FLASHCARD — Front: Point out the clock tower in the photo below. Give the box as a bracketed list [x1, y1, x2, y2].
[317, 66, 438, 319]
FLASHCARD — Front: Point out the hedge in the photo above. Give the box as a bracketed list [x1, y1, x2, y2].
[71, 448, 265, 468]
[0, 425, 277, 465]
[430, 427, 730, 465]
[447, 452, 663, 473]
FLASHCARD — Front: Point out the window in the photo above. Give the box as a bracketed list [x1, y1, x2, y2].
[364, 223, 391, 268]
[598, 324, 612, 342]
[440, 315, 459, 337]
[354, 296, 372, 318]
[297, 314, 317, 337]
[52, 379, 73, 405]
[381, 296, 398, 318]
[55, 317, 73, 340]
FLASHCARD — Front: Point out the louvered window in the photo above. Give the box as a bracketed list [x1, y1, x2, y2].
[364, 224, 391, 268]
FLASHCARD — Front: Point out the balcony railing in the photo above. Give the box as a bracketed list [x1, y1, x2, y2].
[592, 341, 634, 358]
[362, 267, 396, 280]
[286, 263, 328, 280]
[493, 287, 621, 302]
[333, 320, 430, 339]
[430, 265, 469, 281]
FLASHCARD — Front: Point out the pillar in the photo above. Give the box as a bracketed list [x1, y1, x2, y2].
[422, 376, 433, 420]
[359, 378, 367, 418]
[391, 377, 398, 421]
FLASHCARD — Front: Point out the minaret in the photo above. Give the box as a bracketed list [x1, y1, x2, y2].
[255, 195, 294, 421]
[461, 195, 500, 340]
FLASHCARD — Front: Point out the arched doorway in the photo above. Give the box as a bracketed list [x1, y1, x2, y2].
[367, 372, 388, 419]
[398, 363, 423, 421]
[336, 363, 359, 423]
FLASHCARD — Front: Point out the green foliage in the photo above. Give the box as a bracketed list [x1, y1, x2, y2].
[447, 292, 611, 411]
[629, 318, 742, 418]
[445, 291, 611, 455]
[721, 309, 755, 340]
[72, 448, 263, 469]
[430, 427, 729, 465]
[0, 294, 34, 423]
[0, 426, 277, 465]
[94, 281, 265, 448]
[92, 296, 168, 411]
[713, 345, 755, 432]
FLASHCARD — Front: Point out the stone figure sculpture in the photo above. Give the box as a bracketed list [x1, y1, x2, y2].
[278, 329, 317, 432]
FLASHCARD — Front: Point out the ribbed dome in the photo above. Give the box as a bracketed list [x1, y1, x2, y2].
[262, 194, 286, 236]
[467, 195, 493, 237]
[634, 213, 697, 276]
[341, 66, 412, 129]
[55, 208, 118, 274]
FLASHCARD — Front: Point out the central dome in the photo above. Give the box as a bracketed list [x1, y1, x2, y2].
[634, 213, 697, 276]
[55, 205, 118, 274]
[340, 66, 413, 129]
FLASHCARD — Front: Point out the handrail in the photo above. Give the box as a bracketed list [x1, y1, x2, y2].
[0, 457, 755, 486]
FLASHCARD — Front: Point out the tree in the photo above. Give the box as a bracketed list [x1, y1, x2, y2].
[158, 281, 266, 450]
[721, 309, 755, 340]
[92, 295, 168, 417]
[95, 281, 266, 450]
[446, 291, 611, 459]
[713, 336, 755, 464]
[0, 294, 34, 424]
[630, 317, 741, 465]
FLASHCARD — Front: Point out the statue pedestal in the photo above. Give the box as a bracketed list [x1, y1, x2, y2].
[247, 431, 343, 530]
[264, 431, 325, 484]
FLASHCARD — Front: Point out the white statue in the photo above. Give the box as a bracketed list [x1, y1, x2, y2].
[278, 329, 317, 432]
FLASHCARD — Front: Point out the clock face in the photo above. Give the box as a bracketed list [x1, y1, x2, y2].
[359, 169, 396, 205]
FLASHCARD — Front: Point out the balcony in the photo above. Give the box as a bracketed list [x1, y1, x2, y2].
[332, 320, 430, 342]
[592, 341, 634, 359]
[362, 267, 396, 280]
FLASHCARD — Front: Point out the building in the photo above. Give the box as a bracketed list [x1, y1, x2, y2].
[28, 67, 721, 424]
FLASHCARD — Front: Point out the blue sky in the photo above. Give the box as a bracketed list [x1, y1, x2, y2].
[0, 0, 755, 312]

What is required: Copy the listing above word for word, from start to finish.

Written solution:
FLASHCARD — Front: Point out the clock tower in the photo below. Give the box as a bracketed list [x1, y1, x2, y2].
[317, 66, 438, 319]
FLASHCARD — Front: Point out the hedge in the photo above. Give the box as a bracketed list [x1, y1, x2, y2].
[71, 448, 265, 468]
[0, 425, 277, 465]
[430, 427, 730, 465]
[447, 452, 663, 473]
FLASHCARD — Front: Point out the window in the photo above. Give the box as a bracketed list [x1, y1, x2, y2].
[364, 223, 391, 268]
[598, 324, 612, 342]
[440, 315, 459, 337]
[354, 296, 372, 318]
[297, 314, 317, 337]
[52, 379, 73, 405]
[381, 296, 398, 318]
[55, 317, 73, 340]
FLASHCARD — Front: Point out the louvered window in the photo above. Give the box as a bracketed list [x1, y1, x2, y2].
[364, 224, 391, 268]
FLASHCARD — Front: Point out the balcony railing in the photo above. Give the box as a bracketed list [x1, y1, x2, y2].
[592, 341, 634, 358]
[362, 267, 396, 280]
[286, 263, 328, 280]
[493, 287, 621, 302]
[333, 320, 430, 339]
[430, 265, 469, 281]
FLASHCARD — Front: Point out the pillar in the photo above. Give the box as a bracketed list [x1, y1, x2, y2].
[422, 376, 433, 420]
[359, 378, 367, 418]
[391, 377, 398, 421]
FLASHCARD — Front: Point out the minaret in the photo above. Give the box as a bracketed list [x1, y1, x2, y2].
[255, 195, 294, 421]
[461, 195, 500, 340]
FLASHCARD — Front: Point out the arched doorway in the photo above. Give the box as a bracketed list [x1, y1, x2, y2].
[367, 372, 388, 419]
[398, 363, 423, 421]
[336, 363, 359, 423]
FLASHCARD — Front: Point out the green foliage in the photo above. Give the box as a bracketed list [x1, y1, x2, y2].
[447, 292, 611, 411]
[629, 318, 742, 418]
[445, 291, 611, 455]
[721, 309, 755, 340]
[72, 448, 263, 469]
[430, 427, 729, 465]
[0, 294, 34, 423]
[0, 426, 277, 465]
[94, 281, 265, 448]
[92, 296, 168, 411]
[713, 345, 755, 432]
FLASHCARD — Front: Point out the stone figure sculpture in the photo above. Give the box as a bracketed list [x1, y1, x2, y2].
[278, 329, 317, 432]
FLASHCARD — Front: Point out the ribbed dome in the photo above. Give the box as a bracketed list [x1, y1, x2, y2].
[262, 194, 286, 236]
[467, 195, 493, 237]
[634, 213, 697, 276]
[341, 66, 412, 129]
[55, 208, 118, 274]
FLASHCARD — Front: Point out the central dome in the photo above. Give the box as a bracketed list [x1, y1, x2, y2].
[634, 213, 697, 276]
[55, 205, 118, 274]
[340, 66, 413, 129]
FLASHCARD — Front: Point out the handrail in the photo above. Give the box as a bracketed list [x1, y1, x2, y2].
[0, 457, 755, 486]
FLASHCARD — Front: Point out the tree in the photo above. Give the box as a bracketed list [x1, y1, x2, y2].
[158, 281, 266, 450]
[721, 309, 755, 340]
[92, 295, 168, 417]
[95, 281, 266, 450]
[446, 291, 611, 459]
[713, 336, 755, 464]
[0, 294, 34, 424]
[630, 317, 741, 465]
FLASHCARD — Front: Point out the statue pedestal in the photo above. Give the box as a bracketed list [x1, y1, x2, y2].
[247, 431, 343, 530]
[264, 431, 325, 484]
FLASHCARD — Front: Point out the white statue in the photo above. Give the box as a bracketed list [x1, y1, x2, y2].
[278, 329, 317, 432]
FLASHCARD — Front: Point out the clock face in the photo above. Give the box as a bracketed list [x1, y1, x2, y2].
[359, 169, 396, 205]
FLASHCARD — Front: Point out the balcony in the photo above. Give the box as a bracketed list [x1, y1, x2, y2].
[332, 320, 430, 342]
[592, 341, 634, 359]
[362, 267, 396, 280]
FLASHCARD — Front: Point out the building in the photo above. Give the box as a bracketed list [x1, y1, x2, y2].
[28, 67, 721, 424]
FLASHCARD — Front: Point out the blue sky in the photo above. Give the box as a bracketed list [x1, y1, x2, y2].
[0, 0, 755, 312]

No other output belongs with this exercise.